▸ INSTRUCTIONS TO FOLLOW
Among the lines below, copy exactly those from the one with "point(319, 108)" through the one with "point(552, 573)", counting both ends.

▸ PROVIDED RECORDS
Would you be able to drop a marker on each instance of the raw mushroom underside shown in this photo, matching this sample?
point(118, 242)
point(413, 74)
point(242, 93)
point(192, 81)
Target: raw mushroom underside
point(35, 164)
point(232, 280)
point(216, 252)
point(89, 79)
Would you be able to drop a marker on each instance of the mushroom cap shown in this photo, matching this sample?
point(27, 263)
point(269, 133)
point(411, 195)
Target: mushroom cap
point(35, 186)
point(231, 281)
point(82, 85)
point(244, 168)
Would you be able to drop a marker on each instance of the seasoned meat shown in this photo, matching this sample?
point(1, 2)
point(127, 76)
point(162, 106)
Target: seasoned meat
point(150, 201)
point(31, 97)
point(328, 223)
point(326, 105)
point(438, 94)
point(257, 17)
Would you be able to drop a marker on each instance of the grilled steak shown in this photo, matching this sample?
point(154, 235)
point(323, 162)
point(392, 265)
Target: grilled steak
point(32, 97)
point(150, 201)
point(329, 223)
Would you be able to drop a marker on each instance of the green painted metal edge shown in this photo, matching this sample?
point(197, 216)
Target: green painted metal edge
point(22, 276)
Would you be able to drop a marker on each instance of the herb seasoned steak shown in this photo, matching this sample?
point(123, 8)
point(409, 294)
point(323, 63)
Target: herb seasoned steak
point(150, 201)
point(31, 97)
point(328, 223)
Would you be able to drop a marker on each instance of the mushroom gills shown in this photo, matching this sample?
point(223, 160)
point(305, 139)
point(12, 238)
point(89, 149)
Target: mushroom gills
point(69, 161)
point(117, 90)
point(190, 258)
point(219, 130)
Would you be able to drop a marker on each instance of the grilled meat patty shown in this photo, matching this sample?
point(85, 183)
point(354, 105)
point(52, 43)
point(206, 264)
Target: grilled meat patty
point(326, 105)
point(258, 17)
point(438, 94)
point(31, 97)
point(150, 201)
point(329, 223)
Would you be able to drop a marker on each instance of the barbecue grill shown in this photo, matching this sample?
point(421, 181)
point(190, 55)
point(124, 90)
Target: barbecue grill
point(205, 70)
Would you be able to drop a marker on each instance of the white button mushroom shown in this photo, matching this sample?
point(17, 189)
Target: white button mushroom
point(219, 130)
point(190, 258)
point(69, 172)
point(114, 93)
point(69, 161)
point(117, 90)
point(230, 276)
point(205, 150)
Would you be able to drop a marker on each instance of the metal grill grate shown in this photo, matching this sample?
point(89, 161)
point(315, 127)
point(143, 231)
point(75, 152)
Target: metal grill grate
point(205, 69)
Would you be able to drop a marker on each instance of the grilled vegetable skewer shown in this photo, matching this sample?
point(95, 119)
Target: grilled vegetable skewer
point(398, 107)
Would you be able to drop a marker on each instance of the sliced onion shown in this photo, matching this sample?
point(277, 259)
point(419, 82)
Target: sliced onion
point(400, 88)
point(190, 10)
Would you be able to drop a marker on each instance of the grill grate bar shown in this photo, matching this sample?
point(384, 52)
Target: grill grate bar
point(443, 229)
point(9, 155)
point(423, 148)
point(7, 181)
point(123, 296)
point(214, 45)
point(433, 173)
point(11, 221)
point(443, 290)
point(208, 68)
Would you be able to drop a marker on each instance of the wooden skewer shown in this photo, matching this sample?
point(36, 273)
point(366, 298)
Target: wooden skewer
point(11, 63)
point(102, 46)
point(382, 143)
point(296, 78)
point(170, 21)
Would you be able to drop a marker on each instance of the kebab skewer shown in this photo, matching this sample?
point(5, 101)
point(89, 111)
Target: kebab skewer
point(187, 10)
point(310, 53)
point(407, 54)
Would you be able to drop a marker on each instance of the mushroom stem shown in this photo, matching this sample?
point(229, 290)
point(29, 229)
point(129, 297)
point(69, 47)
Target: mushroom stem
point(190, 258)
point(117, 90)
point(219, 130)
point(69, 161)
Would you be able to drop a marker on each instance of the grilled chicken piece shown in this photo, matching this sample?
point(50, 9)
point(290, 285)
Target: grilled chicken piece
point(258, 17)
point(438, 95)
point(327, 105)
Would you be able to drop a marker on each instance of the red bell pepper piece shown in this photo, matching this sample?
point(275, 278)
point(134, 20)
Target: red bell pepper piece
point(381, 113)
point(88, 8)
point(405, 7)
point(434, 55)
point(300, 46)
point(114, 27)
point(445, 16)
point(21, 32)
==
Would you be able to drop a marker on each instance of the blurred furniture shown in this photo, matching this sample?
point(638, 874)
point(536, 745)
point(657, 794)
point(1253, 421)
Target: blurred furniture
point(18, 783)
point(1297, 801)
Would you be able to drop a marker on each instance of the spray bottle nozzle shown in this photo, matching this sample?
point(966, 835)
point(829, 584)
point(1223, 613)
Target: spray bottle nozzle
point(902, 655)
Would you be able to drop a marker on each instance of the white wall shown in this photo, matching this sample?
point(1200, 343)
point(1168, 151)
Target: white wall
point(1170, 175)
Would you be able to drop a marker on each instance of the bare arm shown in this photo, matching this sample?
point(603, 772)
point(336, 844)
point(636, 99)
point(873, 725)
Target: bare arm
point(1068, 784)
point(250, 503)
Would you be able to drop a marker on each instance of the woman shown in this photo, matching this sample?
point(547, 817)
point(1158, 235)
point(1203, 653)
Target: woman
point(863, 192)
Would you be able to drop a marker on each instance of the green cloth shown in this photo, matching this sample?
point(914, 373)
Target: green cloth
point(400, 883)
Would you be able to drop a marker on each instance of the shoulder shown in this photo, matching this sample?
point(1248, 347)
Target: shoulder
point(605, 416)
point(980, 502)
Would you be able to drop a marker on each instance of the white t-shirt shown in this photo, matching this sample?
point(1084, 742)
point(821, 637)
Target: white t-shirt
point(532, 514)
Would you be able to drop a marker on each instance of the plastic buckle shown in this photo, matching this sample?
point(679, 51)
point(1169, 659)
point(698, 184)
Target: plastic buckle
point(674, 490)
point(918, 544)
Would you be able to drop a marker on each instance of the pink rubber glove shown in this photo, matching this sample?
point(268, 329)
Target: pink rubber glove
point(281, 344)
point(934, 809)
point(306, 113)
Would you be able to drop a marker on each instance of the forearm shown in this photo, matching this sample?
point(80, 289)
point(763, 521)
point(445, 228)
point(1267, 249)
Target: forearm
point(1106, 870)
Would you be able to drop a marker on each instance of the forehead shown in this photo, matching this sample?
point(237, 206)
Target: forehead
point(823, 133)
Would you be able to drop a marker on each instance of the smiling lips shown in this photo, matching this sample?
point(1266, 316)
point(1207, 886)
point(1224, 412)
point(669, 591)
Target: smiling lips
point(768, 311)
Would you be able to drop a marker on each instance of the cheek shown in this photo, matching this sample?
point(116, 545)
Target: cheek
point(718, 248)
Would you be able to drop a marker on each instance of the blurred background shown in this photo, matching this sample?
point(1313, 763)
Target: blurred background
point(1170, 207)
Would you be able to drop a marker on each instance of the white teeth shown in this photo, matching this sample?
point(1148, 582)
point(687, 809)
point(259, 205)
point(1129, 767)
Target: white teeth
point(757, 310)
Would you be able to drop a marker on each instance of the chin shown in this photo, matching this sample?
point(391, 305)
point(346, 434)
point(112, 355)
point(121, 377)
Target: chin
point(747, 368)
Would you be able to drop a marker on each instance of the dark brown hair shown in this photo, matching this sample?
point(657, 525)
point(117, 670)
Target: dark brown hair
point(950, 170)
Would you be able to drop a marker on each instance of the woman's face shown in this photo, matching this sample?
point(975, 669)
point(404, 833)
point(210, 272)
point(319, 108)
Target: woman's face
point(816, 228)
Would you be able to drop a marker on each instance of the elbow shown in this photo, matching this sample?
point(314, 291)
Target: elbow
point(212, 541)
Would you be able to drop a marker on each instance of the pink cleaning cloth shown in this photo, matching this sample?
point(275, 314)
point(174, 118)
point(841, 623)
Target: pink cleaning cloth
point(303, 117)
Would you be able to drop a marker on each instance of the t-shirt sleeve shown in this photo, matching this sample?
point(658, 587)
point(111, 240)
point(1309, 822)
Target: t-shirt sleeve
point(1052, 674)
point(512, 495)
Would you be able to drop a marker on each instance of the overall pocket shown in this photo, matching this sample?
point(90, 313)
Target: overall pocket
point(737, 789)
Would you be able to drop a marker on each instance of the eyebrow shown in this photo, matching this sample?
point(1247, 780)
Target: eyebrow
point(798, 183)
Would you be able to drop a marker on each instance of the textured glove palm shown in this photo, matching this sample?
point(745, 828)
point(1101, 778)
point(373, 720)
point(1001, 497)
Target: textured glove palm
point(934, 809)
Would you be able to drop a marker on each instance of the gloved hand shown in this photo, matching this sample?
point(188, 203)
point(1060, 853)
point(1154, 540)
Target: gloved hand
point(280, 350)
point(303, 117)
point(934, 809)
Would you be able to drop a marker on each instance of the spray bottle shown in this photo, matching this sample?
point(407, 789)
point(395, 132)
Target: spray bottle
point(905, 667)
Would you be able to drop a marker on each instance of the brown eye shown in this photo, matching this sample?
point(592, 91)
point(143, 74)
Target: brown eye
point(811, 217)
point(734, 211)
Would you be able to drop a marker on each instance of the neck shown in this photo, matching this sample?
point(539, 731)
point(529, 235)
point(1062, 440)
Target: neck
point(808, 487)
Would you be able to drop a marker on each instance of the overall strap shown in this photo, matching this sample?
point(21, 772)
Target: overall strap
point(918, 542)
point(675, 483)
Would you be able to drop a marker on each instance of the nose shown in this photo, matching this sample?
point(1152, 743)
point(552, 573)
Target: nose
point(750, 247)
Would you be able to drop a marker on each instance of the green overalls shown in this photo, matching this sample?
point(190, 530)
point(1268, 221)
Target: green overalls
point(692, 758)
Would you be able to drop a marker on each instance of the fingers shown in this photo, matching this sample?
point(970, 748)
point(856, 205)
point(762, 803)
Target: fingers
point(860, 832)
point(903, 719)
==
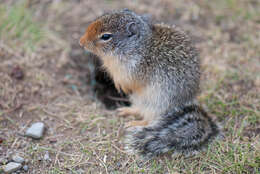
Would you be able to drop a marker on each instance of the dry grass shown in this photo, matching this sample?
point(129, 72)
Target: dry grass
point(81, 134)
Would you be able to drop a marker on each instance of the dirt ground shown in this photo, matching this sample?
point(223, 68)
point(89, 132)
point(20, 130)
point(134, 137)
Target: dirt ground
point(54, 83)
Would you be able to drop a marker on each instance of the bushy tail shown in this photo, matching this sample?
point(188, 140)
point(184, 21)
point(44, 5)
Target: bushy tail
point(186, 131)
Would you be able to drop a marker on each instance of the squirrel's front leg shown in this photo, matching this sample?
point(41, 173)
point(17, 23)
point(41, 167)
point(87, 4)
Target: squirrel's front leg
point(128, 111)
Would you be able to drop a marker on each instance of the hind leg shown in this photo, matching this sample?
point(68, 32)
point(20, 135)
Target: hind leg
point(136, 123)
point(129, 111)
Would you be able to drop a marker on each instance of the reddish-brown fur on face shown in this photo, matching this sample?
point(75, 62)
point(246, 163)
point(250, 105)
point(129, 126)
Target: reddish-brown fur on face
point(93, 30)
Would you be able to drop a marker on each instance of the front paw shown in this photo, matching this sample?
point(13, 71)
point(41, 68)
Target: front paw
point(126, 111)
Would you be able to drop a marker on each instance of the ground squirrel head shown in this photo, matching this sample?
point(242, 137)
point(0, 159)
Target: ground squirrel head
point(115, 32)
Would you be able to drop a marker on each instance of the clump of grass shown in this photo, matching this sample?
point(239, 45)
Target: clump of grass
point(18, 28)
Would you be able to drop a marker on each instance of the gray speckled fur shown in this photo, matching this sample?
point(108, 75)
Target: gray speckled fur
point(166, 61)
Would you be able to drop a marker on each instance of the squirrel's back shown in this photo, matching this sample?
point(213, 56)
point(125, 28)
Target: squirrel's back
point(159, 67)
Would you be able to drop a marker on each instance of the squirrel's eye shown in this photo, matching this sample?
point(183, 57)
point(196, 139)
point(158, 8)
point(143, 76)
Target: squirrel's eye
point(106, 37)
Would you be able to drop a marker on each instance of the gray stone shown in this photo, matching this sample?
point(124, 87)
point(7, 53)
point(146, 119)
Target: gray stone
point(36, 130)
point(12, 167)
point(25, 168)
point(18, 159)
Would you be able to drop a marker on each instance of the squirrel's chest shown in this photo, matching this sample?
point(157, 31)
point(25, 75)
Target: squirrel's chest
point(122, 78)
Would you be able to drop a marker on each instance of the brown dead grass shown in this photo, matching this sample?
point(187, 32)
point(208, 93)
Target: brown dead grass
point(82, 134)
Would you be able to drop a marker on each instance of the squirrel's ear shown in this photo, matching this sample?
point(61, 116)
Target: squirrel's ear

▸ ANSWER FOR THIS EXERCISE
point(319, 108)
Target: woman's face
point(816, 228)
Would you be able to drop a marker on each instance of the elbow shown in this photo, matching this sample?
point(314, 291)
Target: elbow
point(212, 541)
Would you be able to drop a marker on each instance of the pink cleaning cloth shown in this photo, matching this sample?
point(275, 314)
point(174, 118)
point(841, 623)
Target: pink cleaning cloth
point(303, 117)
Would you be able to drop a marker on each instance of the t-shirt sleeve shown in this photo, matching this sample?
point(658, 587)
point(111, 240)
point(1309, 822)
Target: t-shirt sleeve
point(1052, 674)
point(512, 495)
Would you be able to drop a marker on each instance of the overall pocket shown in this photo, matching this sample?
point(90, 313)
Target: overall pocket
point(737, 789)
Would you be able to drop a marker on each instance of the eyebrow shown in this photo, matching this sample?
point(1247, 780)
Target: eyebrow
point(798, 183)
Would you be able to drop a marker on each instance of the textured glove palm shown in this photo, matching this sample?
point(745, 828)
point(1101, 778)
point(373, 720)
point(1001, 497)
Target: textured glove palm
point(934, 809)
Would you be able to drop a marker on each instance of the gloved hand shown in this photo, matching this sample?
point(188, 203)
point(1060, 853)
point(1154, 540)
Target: gloved hand
point(280, 350)
point(303, 117)
point(934, 809)
Would you be able to drop a marker on each instance of the spray bottle shown in this photo, matching this sample?
point(407, 789)
point(395, 132)
Target: spray bottle
point(905, 667)
Would you be able to drop a marker on each instance of the brown eye shown in this photo, matching this sample?
point(592, 91)
point(143, 74)
Target: brown eye
point(811, 217)
point(734, 211)
Would you be able to drop a marker on each instance of the neck shown in this photo, matching this sample?
point(539, 731)
point(529, 235)
point(1062, 440)
Target: neck
point(808, 487)
Would you be able to drop a marker on each instance of the overall strap shown in this photo, matching this sample?
point(21, 772)
Target: overall strap
point(918, 542)
point(675, 483)
Would you be able to drop a marker on each instance of the nose shown in this photo, matching this sample?
point(1152, 743)
point(552, 573)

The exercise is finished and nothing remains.